» GOAL:
Tally the lines in the records below that contain the word "lawn", matching case exactly, and give only the number.

» DATA ENTRIES:
_ _ _ _ _ _ _
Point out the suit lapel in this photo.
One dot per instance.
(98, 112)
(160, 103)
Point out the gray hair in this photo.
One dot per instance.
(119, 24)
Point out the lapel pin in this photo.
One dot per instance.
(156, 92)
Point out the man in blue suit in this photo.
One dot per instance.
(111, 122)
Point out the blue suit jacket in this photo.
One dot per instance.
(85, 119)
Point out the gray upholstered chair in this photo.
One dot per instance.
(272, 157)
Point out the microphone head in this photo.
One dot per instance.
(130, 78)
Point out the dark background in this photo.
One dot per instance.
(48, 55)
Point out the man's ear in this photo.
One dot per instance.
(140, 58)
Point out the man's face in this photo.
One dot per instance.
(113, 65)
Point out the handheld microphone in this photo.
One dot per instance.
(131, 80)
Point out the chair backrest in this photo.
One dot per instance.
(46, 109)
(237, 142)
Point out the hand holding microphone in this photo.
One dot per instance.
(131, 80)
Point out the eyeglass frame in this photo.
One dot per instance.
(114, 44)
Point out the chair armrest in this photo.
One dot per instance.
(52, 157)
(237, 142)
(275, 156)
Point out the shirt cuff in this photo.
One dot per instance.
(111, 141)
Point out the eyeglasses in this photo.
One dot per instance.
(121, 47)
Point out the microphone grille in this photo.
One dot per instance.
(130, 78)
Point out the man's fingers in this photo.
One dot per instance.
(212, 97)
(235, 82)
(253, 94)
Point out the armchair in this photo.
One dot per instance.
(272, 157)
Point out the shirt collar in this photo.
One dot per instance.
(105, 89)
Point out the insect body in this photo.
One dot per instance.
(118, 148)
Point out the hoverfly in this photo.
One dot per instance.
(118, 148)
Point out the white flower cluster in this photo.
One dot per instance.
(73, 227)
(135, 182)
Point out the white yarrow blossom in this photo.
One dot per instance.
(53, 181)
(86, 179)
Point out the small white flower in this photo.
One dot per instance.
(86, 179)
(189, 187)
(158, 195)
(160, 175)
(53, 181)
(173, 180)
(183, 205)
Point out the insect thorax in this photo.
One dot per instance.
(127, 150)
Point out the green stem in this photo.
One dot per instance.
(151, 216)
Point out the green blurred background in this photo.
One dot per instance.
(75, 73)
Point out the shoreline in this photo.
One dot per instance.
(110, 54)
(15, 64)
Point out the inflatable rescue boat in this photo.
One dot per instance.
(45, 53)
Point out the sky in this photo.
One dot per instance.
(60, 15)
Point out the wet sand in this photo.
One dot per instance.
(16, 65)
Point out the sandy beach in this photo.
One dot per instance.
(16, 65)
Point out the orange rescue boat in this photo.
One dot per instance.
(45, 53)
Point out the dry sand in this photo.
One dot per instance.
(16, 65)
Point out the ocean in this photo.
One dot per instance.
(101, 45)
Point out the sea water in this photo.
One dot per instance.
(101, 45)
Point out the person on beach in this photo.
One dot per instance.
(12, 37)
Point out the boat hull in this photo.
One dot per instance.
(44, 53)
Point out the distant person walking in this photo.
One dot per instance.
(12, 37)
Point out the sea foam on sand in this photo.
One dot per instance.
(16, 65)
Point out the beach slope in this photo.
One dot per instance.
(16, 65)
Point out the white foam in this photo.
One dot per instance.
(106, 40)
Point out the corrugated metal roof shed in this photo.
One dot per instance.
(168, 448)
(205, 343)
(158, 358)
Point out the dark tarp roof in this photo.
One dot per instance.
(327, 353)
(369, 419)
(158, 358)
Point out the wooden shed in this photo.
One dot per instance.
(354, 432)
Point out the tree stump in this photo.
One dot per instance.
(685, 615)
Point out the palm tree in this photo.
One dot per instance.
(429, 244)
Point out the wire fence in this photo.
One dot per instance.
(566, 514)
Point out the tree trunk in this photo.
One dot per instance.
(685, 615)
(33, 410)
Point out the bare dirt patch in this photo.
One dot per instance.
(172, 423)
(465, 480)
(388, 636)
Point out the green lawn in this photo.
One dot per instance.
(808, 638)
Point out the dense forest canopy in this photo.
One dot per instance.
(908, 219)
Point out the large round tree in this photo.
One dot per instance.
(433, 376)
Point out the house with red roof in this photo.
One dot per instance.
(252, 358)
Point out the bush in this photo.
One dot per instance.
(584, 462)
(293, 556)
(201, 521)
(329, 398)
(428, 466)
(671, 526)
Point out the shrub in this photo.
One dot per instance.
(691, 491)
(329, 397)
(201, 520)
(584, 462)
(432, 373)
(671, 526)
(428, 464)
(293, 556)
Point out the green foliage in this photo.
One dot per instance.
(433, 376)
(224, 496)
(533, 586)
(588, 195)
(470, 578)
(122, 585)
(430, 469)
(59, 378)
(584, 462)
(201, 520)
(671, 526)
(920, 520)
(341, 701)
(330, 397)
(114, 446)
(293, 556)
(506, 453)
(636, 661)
_ _ _ _ _ _ _
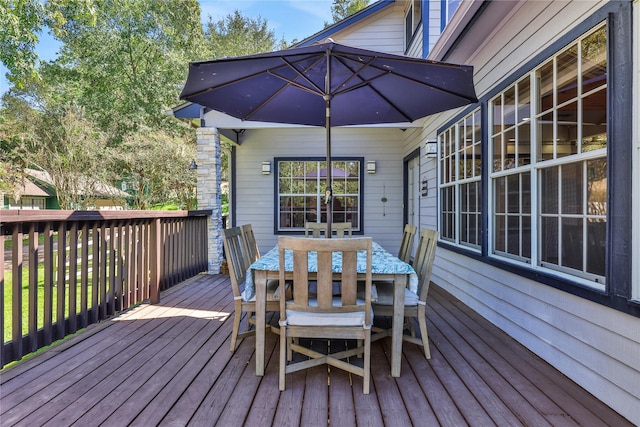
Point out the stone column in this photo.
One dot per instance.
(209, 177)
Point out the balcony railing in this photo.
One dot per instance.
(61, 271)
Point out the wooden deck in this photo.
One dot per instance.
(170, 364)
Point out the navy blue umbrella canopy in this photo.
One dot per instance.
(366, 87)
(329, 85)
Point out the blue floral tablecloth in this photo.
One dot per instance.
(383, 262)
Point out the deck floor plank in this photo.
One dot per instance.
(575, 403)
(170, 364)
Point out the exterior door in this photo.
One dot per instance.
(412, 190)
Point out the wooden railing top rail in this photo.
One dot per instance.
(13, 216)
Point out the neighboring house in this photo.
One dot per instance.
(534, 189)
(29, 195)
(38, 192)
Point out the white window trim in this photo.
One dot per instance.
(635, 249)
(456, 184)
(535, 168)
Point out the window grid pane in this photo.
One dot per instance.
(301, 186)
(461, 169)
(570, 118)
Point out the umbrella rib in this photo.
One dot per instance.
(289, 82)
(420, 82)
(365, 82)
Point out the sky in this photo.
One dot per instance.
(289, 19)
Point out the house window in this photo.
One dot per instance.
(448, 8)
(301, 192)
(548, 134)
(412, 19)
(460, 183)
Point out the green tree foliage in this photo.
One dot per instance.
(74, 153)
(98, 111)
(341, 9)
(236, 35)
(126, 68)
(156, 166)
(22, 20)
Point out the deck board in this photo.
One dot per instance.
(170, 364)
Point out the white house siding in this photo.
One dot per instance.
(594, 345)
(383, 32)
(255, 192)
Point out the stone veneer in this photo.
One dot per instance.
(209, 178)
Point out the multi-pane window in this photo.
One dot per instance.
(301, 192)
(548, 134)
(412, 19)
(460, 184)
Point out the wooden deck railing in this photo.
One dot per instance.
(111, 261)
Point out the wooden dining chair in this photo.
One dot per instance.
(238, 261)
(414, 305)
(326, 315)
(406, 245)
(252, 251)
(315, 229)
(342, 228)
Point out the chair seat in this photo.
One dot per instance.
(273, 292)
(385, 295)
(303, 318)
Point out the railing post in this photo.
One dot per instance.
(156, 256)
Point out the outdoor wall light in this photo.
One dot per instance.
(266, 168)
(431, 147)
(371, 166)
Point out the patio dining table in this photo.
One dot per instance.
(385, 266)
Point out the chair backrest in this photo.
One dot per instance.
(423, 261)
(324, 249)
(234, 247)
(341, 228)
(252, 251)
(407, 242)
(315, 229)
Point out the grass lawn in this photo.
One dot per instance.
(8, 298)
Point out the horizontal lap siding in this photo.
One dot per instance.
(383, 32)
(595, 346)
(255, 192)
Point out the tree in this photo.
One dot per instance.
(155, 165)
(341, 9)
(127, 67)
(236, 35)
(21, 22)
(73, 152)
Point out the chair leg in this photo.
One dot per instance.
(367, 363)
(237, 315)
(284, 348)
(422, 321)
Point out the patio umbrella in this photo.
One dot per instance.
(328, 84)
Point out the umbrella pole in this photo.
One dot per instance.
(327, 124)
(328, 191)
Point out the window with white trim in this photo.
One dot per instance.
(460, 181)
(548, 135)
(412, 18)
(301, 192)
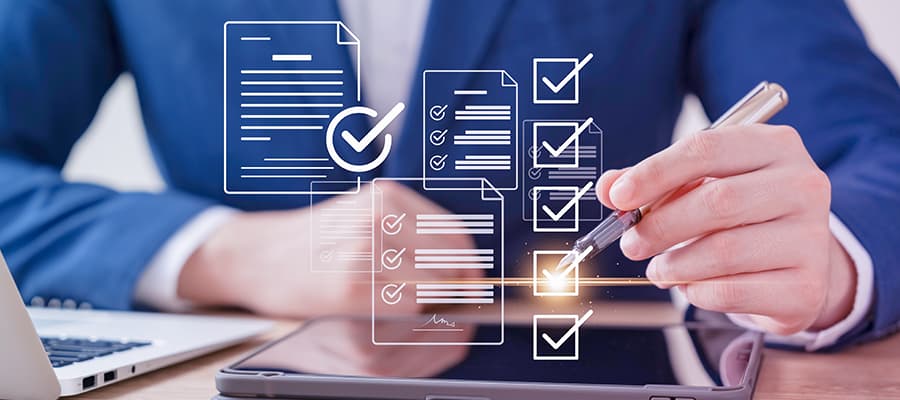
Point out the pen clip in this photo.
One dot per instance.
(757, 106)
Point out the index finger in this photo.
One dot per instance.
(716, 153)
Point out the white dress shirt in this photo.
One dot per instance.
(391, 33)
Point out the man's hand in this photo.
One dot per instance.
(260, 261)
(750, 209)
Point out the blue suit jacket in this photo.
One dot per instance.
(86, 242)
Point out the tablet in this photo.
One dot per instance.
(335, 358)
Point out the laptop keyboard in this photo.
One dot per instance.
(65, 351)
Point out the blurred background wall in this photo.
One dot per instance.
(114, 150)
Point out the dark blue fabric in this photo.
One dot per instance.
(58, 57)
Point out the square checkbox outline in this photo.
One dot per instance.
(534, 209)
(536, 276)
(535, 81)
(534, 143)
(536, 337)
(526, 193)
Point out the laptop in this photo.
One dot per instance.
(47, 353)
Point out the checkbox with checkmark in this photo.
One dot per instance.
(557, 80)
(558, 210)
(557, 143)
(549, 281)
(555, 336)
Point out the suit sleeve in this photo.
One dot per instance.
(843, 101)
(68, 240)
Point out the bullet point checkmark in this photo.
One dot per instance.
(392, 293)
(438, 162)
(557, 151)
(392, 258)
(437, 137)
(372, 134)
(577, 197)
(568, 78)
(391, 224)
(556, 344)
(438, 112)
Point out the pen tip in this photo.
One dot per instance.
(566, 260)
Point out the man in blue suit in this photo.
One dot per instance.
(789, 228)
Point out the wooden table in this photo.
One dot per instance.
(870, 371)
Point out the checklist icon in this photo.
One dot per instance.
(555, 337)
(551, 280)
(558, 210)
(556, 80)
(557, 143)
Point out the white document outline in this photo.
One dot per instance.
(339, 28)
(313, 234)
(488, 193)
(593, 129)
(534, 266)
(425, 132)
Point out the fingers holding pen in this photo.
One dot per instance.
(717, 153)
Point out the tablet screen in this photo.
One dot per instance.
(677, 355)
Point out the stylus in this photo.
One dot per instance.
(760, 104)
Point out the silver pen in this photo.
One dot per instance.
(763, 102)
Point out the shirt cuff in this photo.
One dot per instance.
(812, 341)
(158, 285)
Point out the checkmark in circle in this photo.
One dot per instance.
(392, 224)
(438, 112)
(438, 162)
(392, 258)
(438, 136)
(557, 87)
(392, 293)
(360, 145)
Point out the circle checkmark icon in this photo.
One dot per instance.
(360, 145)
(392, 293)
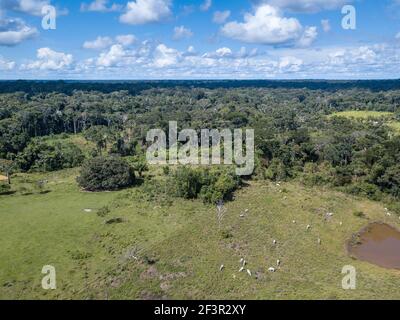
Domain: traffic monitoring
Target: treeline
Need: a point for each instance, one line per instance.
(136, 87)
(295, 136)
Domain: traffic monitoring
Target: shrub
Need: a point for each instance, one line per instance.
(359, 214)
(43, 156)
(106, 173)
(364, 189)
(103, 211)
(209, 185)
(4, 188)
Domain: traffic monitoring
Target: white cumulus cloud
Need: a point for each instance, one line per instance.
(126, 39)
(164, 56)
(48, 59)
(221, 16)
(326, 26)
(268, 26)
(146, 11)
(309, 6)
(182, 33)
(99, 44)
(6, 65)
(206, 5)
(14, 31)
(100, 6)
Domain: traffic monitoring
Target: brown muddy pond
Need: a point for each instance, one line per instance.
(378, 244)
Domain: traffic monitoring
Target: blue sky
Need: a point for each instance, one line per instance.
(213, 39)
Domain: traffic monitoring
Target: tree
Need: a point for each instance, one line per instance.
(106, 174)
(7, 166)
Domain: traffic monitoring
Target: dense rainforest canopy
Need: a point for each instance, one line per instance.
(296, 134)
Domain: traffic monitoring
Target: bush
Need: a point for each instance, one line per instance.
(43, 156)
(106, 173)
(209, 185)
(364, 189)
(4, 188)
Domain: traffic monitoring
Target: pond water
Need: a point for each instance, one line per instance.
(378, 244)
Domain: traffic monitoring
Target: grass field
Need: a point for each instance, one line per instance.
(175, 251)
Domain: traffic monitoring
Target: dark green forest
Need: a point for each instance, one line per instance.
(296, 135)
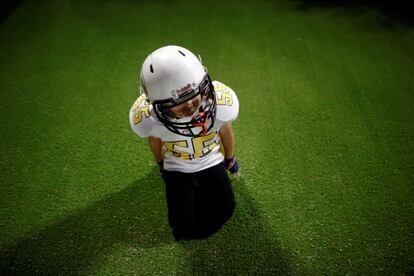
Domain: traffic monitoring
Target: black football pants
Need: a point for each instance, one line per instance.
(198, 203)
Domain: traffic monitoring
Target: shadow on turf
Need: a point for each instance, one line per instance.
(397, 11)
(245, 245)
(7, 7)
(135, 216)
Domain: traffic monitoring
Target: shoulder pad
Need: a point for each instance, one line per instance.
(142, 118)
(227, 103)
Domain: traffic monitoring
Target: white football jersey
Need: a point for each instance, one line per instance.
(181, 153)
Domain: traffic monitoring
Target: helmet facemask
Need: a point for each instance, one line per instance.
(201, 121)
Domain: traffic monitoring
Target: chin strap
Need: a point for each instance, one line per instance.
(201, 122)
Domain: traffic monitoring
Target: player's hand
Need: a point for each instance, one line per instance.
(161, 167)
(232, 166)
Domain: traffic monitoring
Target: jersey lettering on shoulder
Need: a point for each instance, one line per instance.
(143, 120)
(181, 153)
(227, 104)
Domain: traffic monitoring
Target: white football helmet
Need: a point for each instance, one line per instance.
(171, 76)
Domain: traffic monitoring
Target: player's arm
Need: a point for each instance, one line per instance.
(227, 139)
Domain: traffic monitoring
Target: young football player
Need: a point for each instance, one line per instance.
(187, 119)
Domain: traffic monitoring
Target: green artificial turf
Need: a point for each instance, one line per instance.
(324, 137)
_ _ _ _ _ _ _
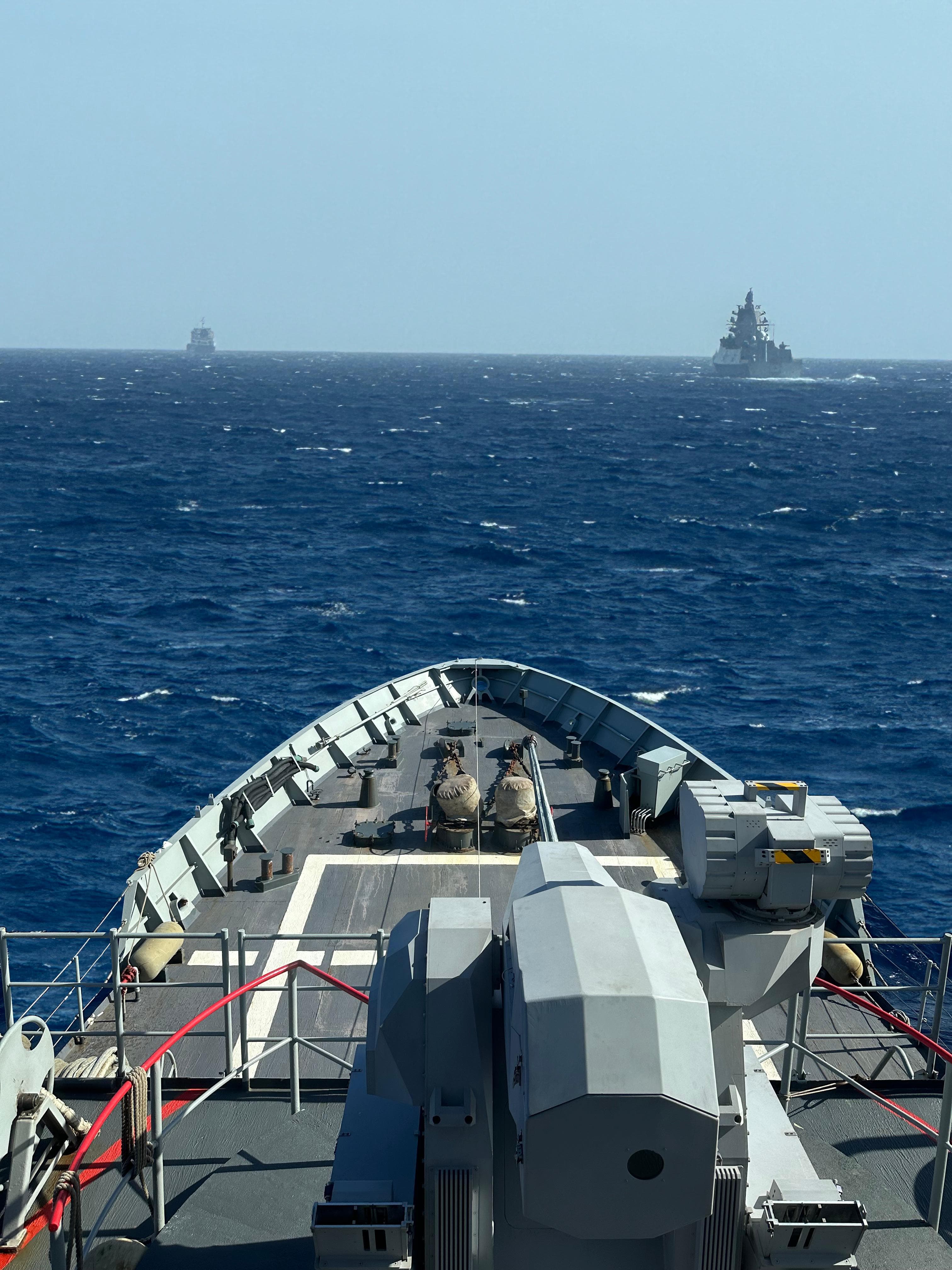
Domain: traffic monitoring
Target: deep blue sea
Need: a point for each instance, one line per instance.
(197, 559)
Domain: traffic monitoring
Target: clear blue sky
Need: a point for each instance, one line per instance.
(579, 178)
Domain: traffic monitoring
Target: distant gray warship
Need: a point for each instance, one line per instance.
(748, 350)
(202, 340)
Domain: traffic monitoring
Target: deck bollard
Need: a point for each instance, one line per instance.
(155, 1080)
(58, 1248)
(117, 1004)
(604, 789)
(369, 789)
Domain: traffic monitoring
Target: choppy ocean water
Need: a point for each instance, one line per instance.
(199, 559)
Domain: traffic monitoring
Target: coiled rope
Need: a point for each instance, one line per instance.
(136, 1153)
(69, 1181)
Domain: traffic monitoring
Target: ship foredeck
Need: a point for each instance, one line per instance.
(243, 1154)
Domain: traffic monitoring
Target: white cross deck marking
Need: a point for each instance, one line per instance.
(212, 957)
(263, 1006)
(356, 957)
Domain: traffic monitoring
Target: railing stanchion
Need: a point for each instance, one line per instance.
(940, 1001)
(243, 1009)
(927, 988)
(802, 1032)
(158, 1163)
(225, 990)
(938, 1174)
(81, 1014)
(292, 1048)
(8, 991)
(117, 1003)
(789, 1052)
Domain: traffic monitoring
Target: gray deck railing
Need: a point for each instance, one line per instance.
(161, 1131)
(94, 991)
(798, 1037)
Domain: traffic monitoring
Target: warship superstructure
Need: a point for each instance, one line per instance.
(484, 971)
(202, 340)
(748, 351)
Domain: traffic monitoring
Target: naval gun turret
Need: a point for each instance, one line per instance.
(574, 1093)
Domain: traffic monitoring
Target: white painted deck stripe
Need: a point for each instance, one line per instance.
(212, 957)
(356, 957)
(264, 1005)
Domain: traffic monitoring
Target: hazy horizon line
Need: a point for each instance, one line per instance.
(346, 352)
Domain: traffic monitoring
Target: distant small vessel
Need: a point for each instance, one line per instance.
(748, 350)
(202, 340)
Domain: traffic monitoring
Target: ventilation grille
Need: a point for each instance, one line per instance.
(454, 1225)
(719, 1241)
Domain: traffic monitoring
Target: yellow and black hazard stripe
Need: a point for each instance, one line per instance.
_ _ _ _ _ _ _
» SOLUTION BELOW:
2